Other Parts Discussed in Thread: TIDM-02000, C2000WARE
Hello. I am trying to recreate the software control described in TIDM-02000 for a Full Bridge Converter. I'm using 4 PWMs for switching. EPWM1A/B and EPWM2A/B are complimentary PWMs. I want EPWM1A/B to react to the comparator when a sensed voltage reaches a ramped reference. I try to use EPWM3 to reset the ramp reference at the beginning of every EPWM2A/B period.
To test if the comparator turns off the EPWM1A/B correctly I use a power supply to the comparator input to see if the duty cycle of EPWM1A/B is affected. Here I get unexpected behaviour. I think something is wrong with the way I reset the ramp reference but I am not sure.

> [STATED GOAL A]: Duplicate the passage of the forum post from "Other Parts Discussed" up to and including "am not sure.".
> [STATED GOAL B]:
Answer these questions about the forum post:
(i) Which reference design's software control is the poster trying to recreate?
(ii) Which PWM module does the poster use to reset the ramp reference?
(iii) What does the poster connect to the comparator input to test it?

> [INFORMATION SUPPLIED]:
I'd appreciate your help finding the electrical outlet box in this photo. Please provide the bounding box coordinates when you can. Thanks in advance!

> [WRITTEN ANSWER A]:
Other Parts Discussed in Thread: TIDM-02000, C2000WARE
Hello. I am trying to recreate the software control described in TIDM-02000 for a Full Bridge Converter. I'm using 4 PWMs for switching. EPWM1A/B and EPWM2A/B are complimentary PWMs. I want EPWM1A/B to react to the comparator when a sensed voltage reaches a ramped reference. I try to use EPWM3 to reset the ramp reference at the beginning of every EPWM2A/B period.
To test if the comparator turns off the EPWM1A/B correctly I use a power supply to the comparator input to see if the duty cycle of EPWM1A/B is affected. Here I get unexpected behaviour. I think something is wrong with the way I reset the ramp reference but I am not sure.

> [WRITTEN ANSWER B]:
(i) TIDM-02000
(ii) EPWM3
(iii) A power supply